# TEXTO
══════════
Lillian Moller y Frank Gilbreth, el matrimonio que hizo que tu trabajo sea más fácil
Si en la oficina hoy te sientas en una silla cómoda, que está a la altura adecuada para tu escritorio y a una distancia razonable de la pantalla, el teclado y el ratón, tal vez debas agradecérselo a Frank Gilbreth y Lillian Moller
Ellos fueron una pareja que estudió minuciosamente cómo mejorar nuestra forma de trabajar a través de numerosos y creativos experimentos... a la vez que criaba a una docena de hijos.
Gilbreth y Moller son vistos como pioneros en el estudio de la ergonomía, padres de la ingeniería industrial y autores de importantes aportes a la organización científica del trabajo o taylorismo, como se le llama en honor a Frederick W. Taylor.
El taylorismo marcó una gran diferencia en el ambiente laboral a principios del siglo pasado, ya que permitió maximizar la mano de obra.
En vez de que un solo obrero dedicara varias horas o días a la fabricación de un producto; el taylorismo dividió y repartió sus tareas entre varios trabajadores. Así, el trabajo se hizo más mecánico y requería menos desplazamientos y, por lo tanto, menos tiempo.
¿Y Gilbreth y Moller?
Mientras que Taylor enfocó sus estudios en el tiempo a la hora de buscar la eficiencia, el matrimonio estadounidense se interesó más por investigar los movimientos de los empleados y en cómo reducirlos.
Para conseguirlo, echaron mano de cámaras, luces y hasta de sus hijos.
En busca del mejor movimiento
En 1885, poco después de haber acabado el colegio, Gilbreth empezó a trabajar a los 17 años como ayudante de albañil. Allí se dio cuenta de que cada obrero tenía una forma diferente de hacer las cosas y que algunos resultaban más eficientes que otros, según recoge la página web de la Sociedad Estadounidense de Ingenieros Mecánicos (ASME, por sus siglas en inglés).
El joven Gilbreth comenzó a analizar los movimientos que hacían sus compañeros para determinar cuáles eran los mejores. Así fue como nació un interés que luego contagiaría a la mujer con la que se casaría y que guiaría la vida de ambos.
La industria de la construcción acaparó su atención durante varios años. Gilbreth fue pasando por varios puestos dentro de la empresa y estudiando cada uno.
Llegó a inventar un andamio fácilmente ajustable para que los obreros pudieran ir cambiando su altura de acuerdo a sus necesidades. También ideó un sistema que les permitía recoger los ladrillos con una sola mano, sin necesidad de soltar el mortero que llevaban en la otra.
══════════
# MATERIAL PROPORCIONADO
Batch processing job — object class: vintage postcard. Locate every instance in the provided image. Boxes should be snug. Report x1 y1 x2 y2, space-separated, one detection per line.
══════════
# TAREAS
A – ¿Concuerdan con el texto sobre Gilbreth y Moller las afirmaciones siguientes? Responde sí o no a cada una y cita textualmente las palabras que lo deciden: (i) Gilbreth empezó a trabajar como ayudante de albañil a los 17 años. (ii) Taylor centró sus estudios en los movimientos de los empleados. (iii) La pareja crió a una docena de hijos.
B – Según el texto sobre Gilbreth y Moller, ¿qué inventó Gilbreth para que los obreros pudieran cambiar la altura a la que trabajaban?
C – Copia de nuevo el fragmento del texto sobre Gilbreth y Moller que empieza en "En busca del" y termina después de "estudiando cada uno.", y sustituye en él "ayudante de albañil" por "peón de obra".
El listado no interviene en estas tareas.

# RESPUESTAS ESPERADAS
A –
(i) Sí: "Gilbreth empezó a trabajar a los 17 años como ayudante de albañil".
(ii) No: "Taylor enfocó sus estudios en el tiempo a la hora de buscar la eficiencia".
(iii) Sí: "a la vez que criaba a una docena de hijos".

B – Un andamio fácilmente ajustable.

C –
En busca del mejor movimiento
En 1885, poco después de haber acabado el colegio, Gilbreth empezó a trabajar a los 17 años como peón de obra. Allí se dio cuenta de que cada obrero tenía una forma diferente de hacer las cosas y que algunos resultaban más eficientes que otros, según recoge la página web de la Sociedad Estadounidense de Ingenieros Mecánicos (ASME, por sus siglas en inglés).
El joven Gilbreth comenzó a analizar los movimientos que hacían sus compañeros para determinar cuáles eran los mejores. Así fue como nació un interés que luego contagiaría a la mujer con la que se casaría y que guiaría la vida de ambos.
La industria de la construcción acaparó su atención durante varios años. Gilbreth fue pasando por varios puestos dentro de la empresa y estudiando cada uno.